■ Short task a
Render the rows, from the line containing "Should you be" down through the end of the rows, as a JSON list of strings with one string per line, omitting blank lines.

■ Supplied passage
╭──
Hi Isuru,

Thanks for the offline explanation on the proposed architecture!
Technically this looks impressive! Please find my thoughts below:

I think it would be better if we can avoid introducing puppet profile
concept and try to add a separate pp file for hiera lookups within the same
puppet module. This file can be either shipped with the hiera-data
distribution or kept inside the puppet module with a switch which can be
changed using a facter variable.

If so, users might only need to do following to set up a puppet environment:

   1. Install puppet server
   2. Install wso2 puppet module (example: puppet module install wso2esb
   --version 5.0.0)
   3. If hiera-data is needed
      1. Extract wso2 product hiera-data distribution to puppet-home
      2. Set facter variable (use_hieradata=true) on client/puppet agent
      side
      3. Update hiera-data files with required configuration values
   4. If not, set configuration values in params.pp file
   5. Trigger puppet agent

Thanks

On Tue, Aug 23, 2016 at 10:24 AM, Akila Ravihansa Perera <raviha...@wso2.com
> wrote:

> Hi Isuru,
>
> This is great!
>
> Currently, WSO2 Puppet Modules are tightly coupled to hiera to manage the
>> data component. This brings a few limitations, and the main problem is not
>> being able to the modules to puppet forge [1]. Ideally it should be
>> possible to push the released modules to puppet forge and a user should be
>> able to install those and refer them from their manifests.
╰──
■ The input
╭──
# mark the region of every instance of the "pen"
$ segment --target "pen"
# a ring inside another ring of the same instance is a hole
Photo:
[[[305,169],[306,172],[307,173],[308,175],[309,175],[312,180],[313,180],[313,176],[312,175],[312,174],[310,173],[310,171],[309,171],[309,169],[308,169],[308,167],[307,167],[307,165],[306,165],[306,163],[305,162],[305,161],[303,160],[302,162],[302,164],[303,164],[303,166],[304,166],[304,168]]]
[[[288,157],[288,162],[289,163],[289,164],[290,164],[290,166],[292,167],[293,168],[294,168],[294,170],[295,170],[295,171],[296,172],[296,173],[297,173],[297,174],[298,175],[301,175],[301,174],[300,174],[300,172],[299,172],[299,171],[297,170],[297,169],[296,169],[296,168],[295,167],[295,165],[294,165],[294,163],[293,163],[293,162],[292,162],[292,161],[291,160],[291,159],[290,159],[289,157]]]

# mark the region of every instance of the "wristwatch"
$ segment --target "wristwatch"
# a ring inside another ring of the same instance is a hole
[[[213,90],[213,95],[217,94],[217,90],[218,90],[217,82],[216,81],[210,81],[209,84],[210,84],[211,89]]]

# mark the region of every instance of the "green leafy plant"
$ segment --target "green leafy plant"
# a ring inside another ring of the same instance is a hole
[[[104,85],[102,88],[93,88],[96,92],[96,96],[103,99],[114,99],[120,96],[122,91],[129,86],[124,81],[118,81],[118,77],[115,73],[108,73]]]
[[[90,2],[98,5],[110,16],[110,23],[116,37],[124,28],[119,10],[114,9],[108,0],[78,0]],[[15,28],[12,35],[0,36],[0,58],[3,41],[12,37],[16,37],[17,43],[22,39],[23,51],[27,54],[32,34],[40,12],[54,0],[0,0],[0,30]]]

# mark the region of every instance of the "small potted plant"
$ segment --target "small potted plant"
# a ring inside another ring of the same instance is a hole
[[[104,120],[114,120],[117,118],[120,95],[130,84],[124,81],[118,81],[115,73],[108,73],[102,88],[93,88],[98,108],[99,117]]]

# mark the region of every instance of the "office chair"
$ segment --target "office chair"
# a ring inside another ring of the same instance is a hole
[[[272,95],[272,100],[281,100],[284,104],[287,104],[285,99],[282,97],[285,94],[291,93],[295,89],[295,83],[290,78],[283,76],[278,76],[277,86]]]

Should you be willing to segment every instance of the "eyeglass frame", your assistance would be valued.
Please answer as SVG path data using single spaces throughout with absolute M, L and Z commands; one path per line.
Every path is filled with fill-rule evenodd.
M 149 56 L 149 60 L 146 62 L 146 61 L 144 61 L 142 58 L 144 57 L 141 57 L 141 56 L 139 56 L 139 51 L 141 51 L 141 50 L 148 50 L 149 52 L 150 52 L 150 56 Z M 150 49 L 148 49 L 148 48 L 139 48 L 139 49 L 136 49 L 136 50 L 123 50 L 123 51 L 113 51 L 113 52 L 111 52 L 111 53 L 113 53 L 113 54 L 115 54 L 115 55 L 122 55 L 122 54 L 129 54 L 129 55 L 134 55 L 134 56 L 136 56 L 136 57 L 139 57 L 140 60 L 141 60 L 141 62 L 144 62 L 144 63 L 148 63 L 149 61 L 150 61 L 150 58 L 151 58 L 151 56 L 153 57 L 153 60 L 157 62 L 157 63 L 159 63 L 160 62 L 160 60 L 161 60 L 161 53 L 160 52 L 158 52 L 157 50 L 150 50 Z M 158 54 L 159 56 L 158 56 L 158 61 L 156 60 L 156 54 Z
╰──
■ Short task b
In the email about WSO2 Puppet Modules, which facter variable is to be set on the client side when hiera-data is needed?

■ Problem solution a
[
  "Should you be willing to segment every instance of the \"eyeglass frame\", your assistance would be valued.",
  "Please answer as SVG path data using single spaces throughout with absolute M, L and Z commands; one path per line.",
  "Every path is filled with fill-rule evenodd.",
  "M 149 56 L 149 60 L 146 62 L 146 61 L 144 61 L 142 58 L 144 57 L 141 57 L 141 56 L 139 56 L 139 51 L 141 51 L 141 50 L 148 50 L 149 52 L 150 52 L 150 56 Z M 150 49 L 148 49 L 148 48 L 139 48 L 139 49 L 136 49 L 136 50 L 123 50 L 123 51 L 113 51 L 113 52 L 111 52 L 111 53 L 113 53 L 113 54 L 115 54 L 115 55 L 122 55 L 122 54 L 129 54 L 129 55 L 134 55 L 134 56 L 136 56 L 136 57 L 139 57 L 140 60 L 141 60 L 141 62 L 144 62 L 144 63 L 148 63 L 149 61 L 150 61 L 150 58 L 151 58 L 151 56 L 153 57 L 153 60 L 157 62 L 157 63 L 159 63 L 160 62 L 160 60 L 161 60 L 161 53 L 160 52 L 158 52 L 157 50 L 150 50 Z M 158 54 L 159 56 L 158 56 L 158 61 L 156 60 L 156 54 Z"
]

■ Problem solution b
use_hieradata=true